= WHAT IS BEING ASKED =
Write out the records beneath this line exactly as they appear, minus any images.

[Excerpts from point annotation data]
##############################

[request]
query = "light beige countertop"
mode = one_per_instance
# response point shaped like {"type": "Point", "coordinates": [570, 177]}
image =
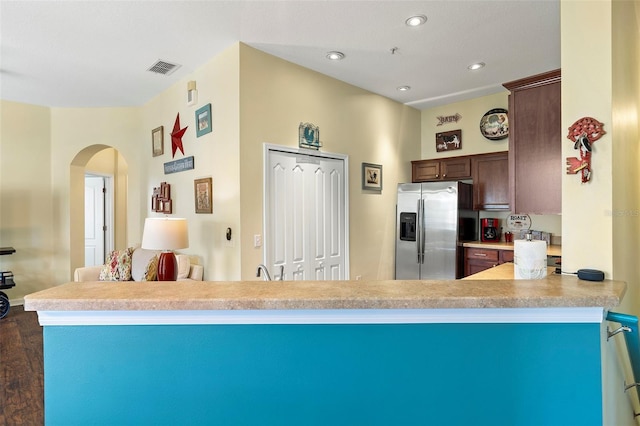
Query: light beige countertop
{"type": "Point", "coordinates": [553, 291]}
{"type": "Point", "coordinates": [503, 271]}
{"type": "Point", "coordinates": [552, 250]}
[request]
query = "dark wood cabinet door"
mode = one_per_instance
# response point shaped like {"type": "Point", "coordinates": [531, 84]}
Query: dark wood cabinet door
{"type": "Point", "coordinates": [425, 170]}
{"type": "Point", "coordinates": [491, 181]}
{"type": "Point", "coordinates": [535, 144]}
{"type": "Point", "coordinates": [456, 168]}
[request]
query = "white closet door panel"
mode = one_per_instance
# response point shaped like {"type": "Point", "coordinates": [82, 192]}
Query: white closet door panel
{"type": "Point", "coordinates": [279, 209]}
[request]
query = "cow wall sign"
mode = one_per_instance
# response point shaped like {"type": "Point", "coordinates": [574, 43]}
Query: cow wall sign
{"type": "Point", "coordinates": [449, 141]}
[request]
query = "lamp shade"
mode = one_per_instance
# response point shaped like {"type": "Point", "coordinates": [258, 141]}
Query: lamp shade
{"type": "Point", "coordinates": [165, 234]}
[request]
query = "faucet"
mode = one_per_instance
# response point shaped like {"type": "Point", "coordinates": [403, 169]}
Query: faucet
{"type": "Point", "coordinates": [267, 277]}
{"type": "Point", "coordinates": [263, 268]}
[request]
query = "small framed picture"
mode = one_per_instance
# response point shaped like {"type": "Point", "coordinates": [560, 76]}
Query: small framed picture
{"type": "Point", "coordinates": [166, 207]}
{"type": "Point", "coordinates": [203, 120]}
{"type": "Point", "coordinates": [448, 141]}
{"type": "Point", "coordinates": [372, 177]}
{"type": "Point", "coordinates": [157, 141]}
{"type": "Point", "coordinates": [203, 192]}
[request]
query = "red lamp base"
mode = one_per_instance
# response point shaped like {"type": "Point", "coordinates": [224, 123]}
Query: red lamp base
{"type": "Point", "coordinates": [167, 266]}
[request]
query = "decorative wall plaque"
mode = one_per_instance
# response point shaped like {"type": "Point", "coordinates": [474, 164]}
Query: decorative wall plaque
{"type": "Point", "coordinates": [494, 125]}
{"type": "Point", "coordinates": [448, 119]}
{"type": "Point", "coordinates": [309, 136]}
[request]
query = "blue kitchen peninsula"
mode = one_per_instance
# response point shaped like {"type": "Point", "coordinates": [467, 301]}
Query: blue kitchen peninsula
{"type": "Point", "coordinates": [480, 352]}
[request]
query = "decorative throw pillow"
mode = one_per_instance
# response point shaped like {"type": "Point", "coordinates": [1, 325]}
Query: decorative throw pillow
{"type": "Point", "coordinates": [140, 260]}
{"type": "Point", "coordinates": [184, 265]}
{"type": "Point", "coordinates": [151, 271]}
{"type": "Point", "coordinates": [117, 266]}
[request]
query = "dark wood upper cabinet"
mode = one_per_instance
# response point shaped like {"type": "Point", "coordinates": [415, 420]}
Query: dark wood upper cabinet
{"type": "Point", "coordinates": [535, 144]}
{"type": "Point", "coordinates": [453, 168]}
{"type": "Point", "coordinates": [490, 181]}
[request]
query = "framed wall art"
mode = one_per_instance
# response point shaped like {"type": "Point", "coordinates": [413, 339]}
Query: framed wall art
{"type": "Point", "coordinates": [203, 193]}
{"type": "Point", "coordinates": [448, 141]}
{"type": "Point", "coordinates": [157, 141]}
{"type": "Point", "coordinates": [203, 120]}
{"type": "Point", "coordinates": [161, 199]}
{"type": "Point", "coordinates": [372, 177]}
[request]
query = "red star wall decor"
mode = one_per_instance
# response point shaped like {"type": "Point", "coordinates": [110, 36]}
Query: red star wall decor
{"type": "Point", "coordinates": [176, 137]}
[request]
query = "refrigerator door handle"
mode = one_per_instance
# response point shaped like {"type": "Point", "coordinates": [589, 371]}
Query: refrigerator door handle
{"type": "Point", "coordinates": [419, 233]}
{"type": "Point", "coordinates": [423, 230]}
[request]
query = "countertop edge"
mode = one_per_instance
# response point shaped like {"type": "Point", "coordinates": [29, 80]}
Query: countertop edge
{"type": "Point", "coordinates": [327, 316]}
{"type": "Point", "coordinates": [554, 291]}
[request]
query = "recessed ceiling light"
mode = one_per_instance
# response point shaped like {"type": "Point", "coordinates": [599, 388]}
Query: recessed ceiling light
{"type": "Point", "coordinates": [476, 66]}
{"type": "Point", "coordinates": [416, 20]}
{"type": "Point", "coordinates": [335, 56]}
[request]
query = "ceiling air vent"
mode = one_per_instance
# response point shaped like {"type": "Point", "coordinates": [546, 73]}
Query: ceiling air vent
{"type": "Point", "coordinates": [163, 67]}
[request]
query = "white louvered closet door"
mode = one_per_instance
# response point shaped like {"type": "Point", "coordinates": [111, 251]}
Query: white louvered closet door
{"type": "Point", "coordinates": [305, 221]}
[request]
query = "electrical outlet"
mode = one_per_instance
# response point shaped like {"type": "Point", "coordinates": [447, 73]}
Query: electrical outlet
{"type": "Point", "coordinates": [228, 237]}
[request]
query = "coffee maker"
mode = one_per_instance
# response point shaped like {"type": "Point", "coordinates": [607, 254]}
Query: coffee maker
{"type": "Point", "coordinates": [489, 230]}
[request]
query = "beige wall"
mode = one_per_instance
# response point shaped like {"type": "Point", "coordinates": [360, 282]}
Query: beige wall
{"type": "Point", "coordinates": [606, 87]}
{"type": "Point", "coordinates": [50, 159]}
{"type": "Point", "coordinates": [275, 96]}
{"type": "Point", "coordinates": [27, 201]}
{"type": "Point", "coordinates": [215, 155]}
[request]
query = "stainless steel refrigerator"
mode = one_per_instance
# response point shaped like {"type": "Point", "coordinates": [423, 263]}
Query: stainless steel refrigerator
{"type": "Point", "coordinates": [433, 219]}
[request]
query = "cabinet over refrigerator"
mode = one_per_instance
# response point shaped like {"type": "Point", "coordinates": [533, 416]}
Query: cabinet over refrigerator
{"type": "Point", "coordinates": [433, 219]}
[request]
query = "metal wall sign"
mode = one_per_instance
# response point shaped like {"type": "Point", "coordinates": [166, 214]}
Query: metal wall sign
{"type": "Point", "coordinates": [448, 119]}
{"type": "Point", "coordinates": [179, 165]}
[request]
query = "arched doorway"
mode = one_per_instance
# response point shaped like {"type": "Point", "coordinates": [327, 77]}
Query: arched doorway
{"type": "Point", "coordinates": [105, 160]}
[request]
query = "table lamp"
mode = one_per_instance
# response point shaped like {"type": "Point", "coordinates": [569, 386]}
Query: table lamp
{"type": "Point", "coordinates": [165, 234]}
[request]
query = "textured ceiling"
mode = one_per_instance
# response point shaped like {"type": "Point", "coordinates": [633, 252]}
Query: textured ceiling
{"type": "Point", "coordinates": [96, 53]}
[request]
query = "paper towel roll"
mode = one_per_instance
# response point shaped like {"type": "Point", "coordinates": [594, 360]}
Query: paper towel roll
{"type": "Point", "coordinates": [530, 259]}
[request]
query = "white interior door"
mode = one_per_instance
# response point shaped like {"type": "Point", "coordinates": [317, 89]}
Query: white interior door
{"type": "Point", "coordinates": [94, 220]}
{"type": "Point", "coordinates": [306, 226]}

##############################

= FULL RESPONSE =
[request]
query = "light beige countertop"
mode = one_per_instance
# response point shaped like {"type": "Point", "coordinates": [570, 177]}
image =
Query: light beige countertop
{"type": "Point", "coordinates": [553, 291]}
{"type": "Point", "coordinates": [503, 271]}
{"type": "Point", "coordinates": [552, 250]}
[request]
query = "dark wood cabinet door"
mode = one_per_instance
# response point shaped like {"type": "Point", "coordinates": [531, 84]}
Query: dark wood cabinet door
{"type": "Point", "coordinates": [425, 170]}
{"type": "Point", "coordinates": [491, 181]}
{"type": "Point", "coordinates": [535, 144]}
{"type": "Point", "coordinates": [456, 168]}
[request]
query = "white closet door panel"
mode = one_per_instance
# response point shaped like {"type": "Point", "coordinates": [82, 192]}
Query: white closet door panel
{"type": "Point", "coordinates": [279, 209]}
[request]
query = "cow wall sign"
mode = one_per_instance
# response point shaped like {"type": "Point", "coordinates": [574, 43]}
Query: cow wall sign
{"type": "Point", "coordinates": [449, 141]}
[request]
query = "lamp shade"
mode = one_per_instance
# response point shaped like {"type": "Point", "coordinates": [258, 141]}
Query: lamp shade
{"type": "Point", "coordinates": [165, 234]}
[request]
query = "faucet"
mode = one_per_instance
# response point shaped like {"type": "Point", "coordinates": [403, 169]}
Query: faucet
{"type": "Point", "coordinates": [267, 277]}
{"type": "Point", "coordinates": [263, 268]}
[request]
query = "small framed picture"
mode = one_per_instance
# response point shaped like {"type": "Point", "coordinates": [560, 76]}
Query: small framed picture
{"type": "Point", "coordinates": [166, 207]}
{"type": "Point", "coordinates": [203, 120]}
{"type": "Point", "coordinates": [448, 141]}
{"type": "Point", "coordinates": [372, 177]}
{"type": "Point", "coordinates": [157, 141]}
{"type": "Point", "coordinates": [203, 192]}
[request]
query = "red lamp base"
mode = one_per_instance
# response point shaped like {"type": "Point", "coordinates": [224, 123]}
Query: red lamp base
{"type": "Point", "coordinates": [167, 266]}
[request]
query = "decorative wall plaque"
mode = one_per_instance
# response point shaped like {"type": "Point", "coordinates": [474, 164]}
Query: decorative wall plaque
{"type": "Point", "coordinates": [494, 125]}
{"type": "Point", "coordinates": [448, 119]}
{"type": "Point", "coordinates": [309, 136]}
[request]
query = "blue kitchen peninsula"
mode = one_per_instance
# response point shaped like {"type": "Point", "coordinates": [467, 301]}
Query: blue kitchen peninsula
{"type": "Point", "coordinates": [480, 352]}
[request]
query = "decorative throw pillow"
mode = one_per_instance
# response point shaped like {"type": "Point", "coordinates": [1, 325]}
Query: decorative throw pillow
{"type": "Point", "coordinates": [140, 260]}
{"type": "Point", "coordinates": [184, 265]}
{"type": "Point", "coordinates": [151, 271]}
{"type": "Point", "coordinates": [117, 266]}
[request]
query = "dark wood upper cabinet"
mode = one_per_instance
# response point shaped like {"type": "Point", "coordinates": [415, 420]}
Query: dark wood upper cabinet
{"type": "Point", "coordinates": [535, 144]}
{"type": "Point", "coordinates": [453, 168]}
{"type": "Point", "coordinates": [490, 181]}
[request]
query = "framed wall art"
mode = one_per_instance
# response point shaped like {"type": "Point", "coordinates": [413, 339]}
Query: framed wall art
{"type": "Point", "coordinates": [203, 193]}
{"type": "Point", "coordinates": [448, 141]}
{"type": "Point", "coordinates": [157, 141]}
{"type": "Point", "coordinates": [203, 120]}
{"type": "Point", "coordinates": [161, 199]}
{"type": "Point", "coordinates": [372, 177]}
[request]
query = "red star wall decor"
mode = one_per_instance
# response point shaped like {"type": "Point", "coordinates": [110, 36]}
Query: red star wall decor
{"type": "Point", "coordinates": [176, 137]}
[request]
query = "refrigerator door handle"
mode = one_per_instance
# response point shaped like {"type": "Point", "coordinates": [589, 371]}
Query: refrigerator door handle
{"type": "Point", "coordinates": [419, 233]}
{"type": "Point", "coordinates": [423, 230]}
[request]
query = "countertop edge"
mode = one_per_instance
# response point shaped like {"type": "Point", "coordinates": [29, 80]}
Query: countertop edge
{"type": "Point", "coordinates": [327, 316]}
{"type": "Point", "coordinates": [554, 291]}
[request]
query = "recessed ceiling light"
mode = one_per_instance
# response point shaped like {"type": "Point", "coordinates": [599, 388]}
Query: recessed ceiling light
{"type": "Point", "coordinates": [476, 66]}
{"type": "Point", "coordinates": [416, 20]}
{"type": "Point", "coordinates": [335, 56]}
[request]
query = "ceiling air vent"
mode = one_per_instance
# response point shaped like {"type": "Point", "coordinates": [546, 73]}
Query: ceiling air vent
{"type": "Point", "coordinates": [163, 67]}
[request]
query = "white louvered closet door"
mode = one_per_instance
# response point shaped like {"type": "Point", "coordinates": [111, 251]}
Query: white louvered closet door
{"type": "Point", "coordinates": [305, 221]}
[request]
query = "electrical outlet"
mode = one_per_instance
# response point shaped like {"type": "Point", "coordinates": [447, 73]}
Query: electrical outlet
{"type": "Point", "coordinates": [228, 237]}
[request]
query = "coffee maker"
mode = one_per_instance
# response point shaped like {"type": "Point", "coordinates": [607, 254]}
Query: coffee maker
{"type": "Point", "coordinates": [489, 230]}
[request]
query = "beige wall"
mode = one_per_instance
# response point shaped like {"type": "Point", "coordinates": [360, 282]}
Query: beige wall
{"type": "Point", "coordinates": [606, 87]}
{"type": "Point", "coordinates": [50, 159]}
{"type": "Point", "coordinates": [275, 96]}
{"type": "Point", "coordinates": [27, 201]}
{"type": "Point", "coordinates": [215, 155]}
[request]
query = "stainless steel refrigerator"
mode = one_per_instance
# response point shaped like {"type": "Point", "coordinates": [423, 263]}
Query: stainless steel refrigerator
{"type": "Point", "coordinates": [433, 219]}
[request]
query = "cabinet over refrigerator"
mode = one_per_instance
# response point shaped like {"type": "Point", "coordinates": [533, 416]}
Query: cabinet over refrigerator
{"type": "Point", "coordinates": [433, 219]}
[request]
query = "metal wall sign"
mode = one_per_instance
# response point shaped like {"type": "Point", "coordinates": [166, 214]}
Query: metal wall sign
{"type": "Point", "coordinates": [448, 119]}
{"type": "Point", "coordinates": [179, 165]}
[request]
query = "arched doorway"
mode = one_per_instance
# response point shaped like {"type": "Point", "coordinates": [327, 77]}
Query: arched doorway
{"type": "Point", "coordinates": [105, 160]}
[request]
query = "table lamp"
mode = one_per_instance
# response point shaped like {"type": "Point", "coordinates": [569, 386]}
Query: table lamp
{"type": "Point", "coordinates": [165, 234]}
[request]
query = "textured ceiling"
mode = one_per_instance
# response point shaped like {"type": "Point", "coordinates": [633, 252]}
Query: textured ceiling
{"type": "Point", "coordinates": [96, 53]}
[request]
query = "paper towel roll"
mode = one_per_instance
# response point shaped like {"type": "Point", "coordinates": [594, 360]}
Query: paper towel roll
{"type": "Point", "coordinates": [530, 259]}
[request]
query = "white interior door"
mode = one_per_instance
# response point shaped like {"type": "Point", "coordinates": [317, 89]}
Query: white interior door
{"type": "Point", "coordinates": [94, 220]}
{"type": "Point", "coordinates": [306, 226]}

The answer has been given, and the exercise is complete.